JOURNALIST: Is it a failure then of our Foreign Minister and the Trade Minister?

MARLES:  The relationship with China is a deeply complex relationship. It’s a point we’ve made on many occasions. For those reasons, it’s really important that we have a set of guiding principles which determine the way in which we, as a country deal with China, we never hear that from our government about what are its guiding principles in the way in which it engages with China. Diplomacy also needs to be done well. There isn’t a single relationship of substance that this government can point to, between a senior member of the Australian Government and a senior member of the Chinese government, I mean, those personal relationships matter to provide ballast when times are difficult, such as they are right now. You know, all of that points to a failure of diplomacy. It’s of course, critically important that Australia stands up for its interests, and that can never be compromised. But it is also possible to do that, whilst also maintaining an important trade relationship. We see other countries do that with China and it’s critical that the government gives an explanation as to what its plan is to get this relationship back on track, because there are hundreds of thousands of jobs in this country, which are dependent upon it.

_USING THE INFORMATION:_
1 – Do these statements agree with the interview excerpt on China? Answer each with yes or no and quote the deciding words. (a) Marles calls the relationship with China a simple one. (b) Marles says standing up for Australia's interests can never be compromised. (c) Marles says hundreds of thousands of jobs in Australia depend on the relationship.
2 – Please carry on the interview excerpt on China from its last sentence.

(Natural language descriptions of regions)
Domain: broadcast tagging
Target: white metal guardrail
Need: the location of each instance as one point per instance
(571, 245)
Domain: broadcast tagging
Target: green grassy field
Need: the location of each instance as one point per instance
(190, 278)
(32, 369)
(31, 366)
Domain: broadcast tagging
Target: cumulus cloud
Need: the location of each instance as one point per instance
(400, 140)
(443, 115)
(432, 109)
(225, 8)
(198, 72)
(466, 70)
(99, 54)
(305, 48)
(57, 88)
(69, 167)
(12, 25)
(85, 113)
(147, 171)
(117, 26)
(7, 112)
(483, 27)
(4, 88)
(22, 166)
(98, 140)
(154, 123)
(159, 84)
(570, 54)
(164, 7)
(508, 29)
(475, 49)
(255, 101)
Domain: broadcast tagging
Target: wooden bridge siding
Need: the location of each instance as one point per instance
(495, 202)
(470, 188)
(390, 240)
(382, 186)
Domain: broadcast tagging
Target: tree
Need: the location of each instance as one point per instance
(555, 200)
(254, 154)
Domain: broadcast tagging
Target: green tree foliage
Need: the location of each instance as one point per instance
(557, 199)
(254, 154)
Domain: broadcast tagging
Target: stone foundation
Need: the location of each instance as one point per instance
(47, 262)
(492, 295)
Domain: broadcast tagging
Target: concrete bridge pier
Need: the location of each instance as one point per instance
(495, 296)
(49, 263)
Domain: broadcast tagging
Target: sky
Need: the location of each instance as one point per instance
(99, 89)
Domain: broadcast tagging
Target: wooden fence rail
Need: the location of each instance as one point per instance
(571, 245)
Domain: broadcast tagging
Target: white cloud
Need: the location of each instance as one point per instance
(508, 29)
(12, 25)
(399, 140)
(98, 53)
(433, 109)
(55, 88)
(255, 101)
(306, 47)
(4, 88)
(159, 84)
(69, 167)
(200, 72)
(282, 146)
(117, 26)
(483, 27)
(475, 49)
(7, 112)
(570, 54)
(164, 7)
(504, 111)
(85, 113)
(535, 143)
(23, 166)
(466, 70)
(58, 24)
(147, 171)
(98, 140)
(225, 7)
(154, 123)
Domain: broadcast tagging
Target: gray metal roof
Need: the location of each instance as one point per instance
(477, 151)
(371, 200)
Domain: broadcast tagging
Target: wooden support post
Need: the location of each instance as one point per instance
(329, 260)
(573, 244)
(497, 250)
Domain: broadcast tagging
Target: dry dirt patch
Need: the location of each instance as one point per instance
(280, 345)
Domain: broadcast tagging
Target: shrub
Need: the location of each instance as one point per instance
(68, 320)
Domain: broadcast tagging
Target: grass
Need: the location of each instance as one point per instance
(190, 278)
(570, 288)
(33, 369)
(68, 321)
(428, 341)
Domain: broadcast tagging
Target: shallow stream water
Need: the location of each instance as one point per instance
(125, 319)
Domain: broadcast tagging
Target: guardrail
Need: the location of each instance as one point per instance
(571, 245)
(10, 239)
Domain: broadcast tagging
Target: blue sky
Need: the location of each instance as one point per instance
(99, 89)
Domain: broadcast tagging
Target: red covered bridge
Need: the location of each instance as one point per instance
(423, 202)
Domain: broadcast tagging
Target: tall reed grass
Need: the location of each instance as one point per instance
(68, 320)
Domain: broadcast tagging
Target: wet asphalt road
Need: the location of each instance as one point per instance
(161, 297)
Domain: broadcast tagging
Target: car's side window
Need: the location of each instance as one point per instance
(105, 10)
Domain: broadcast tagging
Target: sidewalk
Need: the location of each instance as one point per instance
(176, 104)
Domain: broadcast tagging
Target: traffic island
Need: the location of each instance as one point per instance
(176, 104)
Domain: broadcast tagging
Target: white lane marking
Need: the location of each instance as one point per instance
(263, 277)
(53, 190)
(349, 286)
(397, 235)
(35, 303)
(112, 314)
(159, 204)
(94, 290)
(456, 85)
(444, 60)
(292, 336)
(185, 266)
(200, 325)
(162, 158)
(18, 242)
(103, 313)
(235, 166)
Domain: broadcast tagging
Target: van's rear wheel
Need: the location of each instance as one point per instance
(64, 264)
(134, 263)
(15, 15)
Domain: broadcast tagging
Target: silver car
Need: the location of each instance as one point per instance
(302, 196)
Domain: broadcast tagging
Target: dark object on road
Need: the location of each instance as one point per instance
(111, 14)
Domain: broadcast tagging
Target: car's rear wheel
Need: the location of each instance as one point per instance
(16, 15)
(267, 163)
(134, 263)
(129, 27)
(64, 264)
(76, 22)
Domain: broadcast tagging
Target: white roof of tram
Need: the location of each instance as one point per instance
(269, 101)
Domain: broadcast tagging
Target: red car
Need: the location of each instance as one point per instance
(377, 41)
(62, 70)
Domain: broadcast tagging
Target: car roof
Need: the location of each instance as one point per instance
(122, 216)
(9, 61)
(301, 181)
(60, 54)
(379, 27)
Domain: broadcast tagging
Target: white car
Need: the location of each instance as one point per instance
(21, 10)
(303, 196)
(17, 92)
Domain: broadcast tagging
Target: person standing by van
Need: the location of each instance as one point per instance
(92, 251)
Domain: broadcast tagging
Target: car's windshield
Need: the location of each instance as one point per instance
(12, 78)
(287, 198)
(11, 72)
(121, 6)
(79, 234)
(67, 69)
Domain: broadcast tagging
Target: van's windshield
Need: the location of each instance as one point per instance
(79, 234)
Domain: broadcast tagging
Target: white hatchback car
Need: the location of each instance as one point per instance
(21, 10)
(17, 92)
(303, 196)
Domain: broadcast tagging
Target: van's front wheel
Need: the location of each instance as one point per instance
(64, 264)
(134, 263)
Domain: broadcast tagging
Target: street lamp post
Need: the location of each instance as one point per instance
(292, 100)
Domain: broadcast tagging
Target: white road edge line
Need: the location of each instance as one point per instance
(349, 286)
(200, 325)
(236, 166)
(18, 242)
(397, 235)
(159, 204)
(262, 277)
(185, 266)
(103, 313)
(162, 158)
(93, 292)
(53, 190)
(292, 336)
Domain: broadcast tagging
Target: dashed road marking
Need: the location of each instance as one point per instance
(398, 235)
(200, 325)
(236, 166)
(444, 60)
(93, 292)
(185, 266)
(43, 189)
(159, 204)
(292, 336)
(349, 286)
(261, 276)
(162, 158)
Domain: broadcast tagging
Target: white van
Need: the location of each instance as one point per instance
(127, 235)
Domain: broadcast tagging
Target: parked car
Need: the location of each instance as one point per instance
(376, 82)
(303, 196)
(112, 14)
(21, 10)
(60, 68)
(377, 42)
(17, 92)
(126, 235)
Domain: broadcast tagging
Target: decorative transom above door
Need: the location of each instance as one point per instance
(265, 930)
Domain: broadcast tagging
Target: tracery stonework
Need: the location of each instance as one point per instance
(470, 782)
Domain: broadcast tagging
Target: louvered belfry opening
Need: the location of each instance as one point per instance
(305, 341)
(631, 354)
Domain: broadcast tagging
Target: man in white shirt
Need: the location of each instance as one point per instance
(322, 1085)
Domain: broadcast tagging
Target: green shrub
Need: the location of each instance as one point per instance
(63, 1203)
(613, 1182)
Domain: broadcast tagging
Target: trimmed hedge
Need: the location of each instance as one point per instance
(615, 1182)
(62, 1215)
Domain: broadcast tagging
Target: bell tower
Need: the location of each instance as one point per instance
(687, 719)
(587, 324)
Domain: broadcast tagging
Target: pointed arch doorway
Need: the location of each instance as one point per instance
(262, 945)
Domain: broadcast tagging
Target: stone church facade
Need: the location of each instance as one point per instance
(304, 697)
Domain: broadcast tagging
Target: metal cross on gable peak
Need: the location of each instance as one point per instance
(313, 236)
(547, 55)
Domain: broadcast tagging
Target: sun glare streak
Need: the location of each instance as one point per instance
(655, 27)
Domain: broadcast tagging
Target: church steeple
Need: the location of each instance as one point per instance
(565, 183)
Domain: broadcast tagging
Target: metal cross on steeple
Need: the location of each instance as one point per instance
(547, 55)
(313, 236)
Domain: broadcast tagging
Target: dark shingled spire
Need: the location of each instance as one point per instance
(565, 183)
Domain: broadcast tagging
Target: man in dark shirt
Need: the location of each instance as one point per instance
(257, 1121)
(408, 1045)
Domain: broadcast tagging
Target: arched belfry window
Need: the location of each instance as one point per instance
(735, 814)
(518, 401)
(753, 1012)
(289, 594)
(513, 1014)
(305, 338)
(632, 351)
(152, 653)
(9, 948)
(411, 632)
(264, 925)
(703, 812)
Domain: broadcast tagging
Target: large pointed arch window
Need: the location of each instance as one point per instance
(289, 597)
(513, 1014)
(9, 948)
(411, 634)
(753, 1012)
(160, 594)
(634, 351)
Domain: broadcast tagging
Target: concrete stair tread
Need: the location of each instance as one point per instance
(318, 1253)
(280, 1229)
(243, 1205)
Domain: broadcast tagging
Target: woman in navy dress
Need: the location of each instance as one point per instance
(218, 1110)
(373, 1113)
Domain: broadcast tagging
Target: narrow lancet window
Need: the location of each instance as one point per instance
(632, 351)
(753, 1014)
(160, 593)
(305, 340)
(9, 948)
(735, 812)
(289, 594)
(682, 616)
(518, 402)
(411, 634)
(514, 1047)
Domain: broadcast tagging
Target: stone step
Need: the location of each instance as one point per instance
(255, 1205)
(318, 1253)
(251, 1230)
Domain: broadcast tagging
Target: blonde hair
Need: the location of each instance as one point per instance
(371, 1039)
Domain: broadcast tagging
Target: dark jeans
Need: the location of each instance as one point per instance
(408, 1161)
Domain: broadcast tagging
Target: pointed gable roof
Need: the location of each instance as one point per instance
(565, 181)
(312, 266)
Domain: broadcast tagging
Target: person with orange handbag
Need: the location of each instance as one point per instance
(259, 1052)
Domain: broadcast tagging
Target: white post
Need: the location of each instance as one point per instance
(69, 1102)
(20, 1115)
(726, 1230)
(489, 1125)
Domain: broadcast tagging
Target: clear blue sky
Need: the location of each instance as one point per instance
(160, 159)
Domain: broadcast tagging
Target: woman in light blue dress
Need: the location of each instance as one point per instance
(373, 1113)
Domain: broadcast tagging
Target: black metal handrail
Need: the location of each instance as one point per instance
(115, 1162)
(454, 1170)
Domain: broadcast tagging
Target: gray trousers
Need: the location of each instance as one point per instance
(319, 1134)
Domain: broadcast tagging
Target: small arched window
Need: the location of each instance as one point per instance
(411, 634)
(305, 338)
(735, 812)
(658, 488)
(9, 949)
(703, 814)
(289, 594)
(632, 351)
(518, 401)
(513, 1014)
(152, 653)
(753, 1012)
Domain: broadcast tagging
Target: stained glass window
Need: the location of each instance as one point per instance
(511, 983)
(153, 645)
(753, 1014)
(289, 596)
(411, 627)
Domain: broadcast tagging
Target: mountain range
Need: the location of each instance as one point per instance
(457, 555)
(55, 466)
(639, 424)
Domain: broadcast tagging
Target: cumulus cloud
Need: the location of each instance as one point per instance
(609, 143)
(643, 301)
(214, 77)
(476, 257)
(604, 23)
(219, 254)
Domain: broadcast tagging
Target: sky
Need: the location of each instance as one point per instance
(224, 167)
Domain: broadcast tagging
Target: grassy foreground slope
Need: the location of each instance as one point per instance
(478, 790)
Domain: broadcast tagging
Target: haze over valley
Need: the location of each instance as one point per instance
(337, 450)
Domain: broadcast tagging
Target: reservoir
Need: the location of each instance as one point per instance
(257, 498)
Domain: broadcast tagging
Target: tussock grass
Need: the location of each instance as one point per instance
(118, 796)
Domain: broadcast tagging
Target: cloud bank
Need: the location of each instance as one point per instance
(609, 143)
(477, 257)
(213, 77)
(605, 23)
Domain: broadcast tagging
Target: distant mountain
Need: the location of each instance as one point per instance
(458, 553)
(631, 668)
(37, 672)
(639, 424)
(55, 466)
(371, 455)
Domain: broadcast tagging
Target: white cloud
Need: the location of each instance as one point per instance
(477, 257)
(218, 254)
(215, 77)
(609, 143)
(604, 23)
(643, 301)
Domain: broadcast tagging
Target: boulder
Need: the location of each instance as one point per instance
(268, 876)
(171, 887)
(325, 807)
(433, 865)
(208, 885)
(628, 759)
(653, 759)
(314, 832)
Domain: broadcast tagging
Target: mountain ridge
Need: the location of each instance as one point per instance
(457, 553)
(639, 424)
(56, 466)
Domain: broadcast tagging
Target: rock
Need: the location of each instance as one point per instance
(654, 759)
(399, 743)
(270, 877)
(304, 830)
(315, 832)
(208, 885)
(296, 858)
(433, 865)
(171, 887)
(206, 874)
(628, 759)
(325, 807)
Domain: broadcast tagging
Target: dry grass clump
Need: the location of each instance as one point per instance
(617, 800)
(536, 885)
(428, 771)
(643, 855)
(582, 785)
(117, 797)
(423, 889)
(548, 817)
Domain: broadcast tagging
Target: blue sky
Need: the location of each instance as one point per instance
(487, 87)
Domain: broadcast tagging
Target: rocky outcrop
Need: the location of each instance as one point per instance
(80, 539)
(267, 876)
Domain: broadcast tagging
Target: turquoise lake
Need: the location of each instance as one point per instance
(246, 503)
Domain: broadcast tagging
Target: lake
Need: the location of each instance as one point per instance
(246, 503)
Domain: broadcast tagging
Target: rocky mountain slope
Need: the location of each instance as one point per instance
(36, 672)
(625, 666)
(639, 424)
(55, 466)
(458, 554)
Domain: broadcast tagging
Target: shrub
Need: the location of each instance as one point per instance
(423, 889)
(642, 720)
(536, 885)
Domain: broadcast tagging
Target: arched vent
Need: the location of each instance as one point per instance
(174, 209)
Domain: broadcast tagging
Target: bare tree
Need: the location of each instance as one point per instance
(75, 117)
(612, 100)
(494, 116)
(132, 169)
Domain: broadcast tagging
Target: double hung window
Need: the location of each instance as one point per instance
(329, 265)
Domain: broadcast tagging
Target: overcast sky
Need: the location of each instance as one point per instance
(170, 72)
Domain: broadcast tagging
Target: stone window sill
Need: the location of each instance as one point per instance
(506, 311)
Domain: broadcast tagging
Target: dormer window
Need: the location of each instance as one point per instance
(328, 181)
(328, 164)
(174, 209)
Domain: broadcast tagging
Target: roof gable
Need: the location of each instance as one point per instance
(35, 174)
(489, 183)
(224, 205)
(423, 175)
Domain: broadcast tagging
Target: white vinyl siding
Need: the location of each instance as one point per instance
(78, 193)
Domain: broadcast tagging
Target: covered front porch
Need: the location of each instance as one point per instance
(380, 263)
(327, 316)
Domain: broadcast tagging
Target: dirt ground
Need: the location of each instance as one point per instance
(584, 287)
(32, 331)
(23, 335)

_WRITTEN RESPONSES:_
1 –
(a) No: "The relationship with China is a deeply complex relationship."
(b) Yes: "It’s of course, critically important that Australia stands up for its interests, and that can never be compromised."
(c) Yes: "there are hundreds of thousands of jobs in this country, which are dependent upon it."

2 –
JOURNALIST: I understand you’re going to a prawnerlater today, what are you hearing on the ground from them?

MARLES: This is a really important industry, regionally, but for the country. They have a number of challenges, white spot being one of them and we want to hear about what those challenges are, and how the industry is seeking to meet them. But it’s an example of a critical aquaculture industry, which is very important for this part of the world and for the country.

JOURNALIST: I’m not sure if you’re across this, but in the Torres Strait, going back to trade, PNG and China have signed an MOU agreement to start a fisheries, I guess, facility around $200 million worth. The Torres Strait government has reached out to the federal government, but has had calls unanswered, what is Labor’s position on this?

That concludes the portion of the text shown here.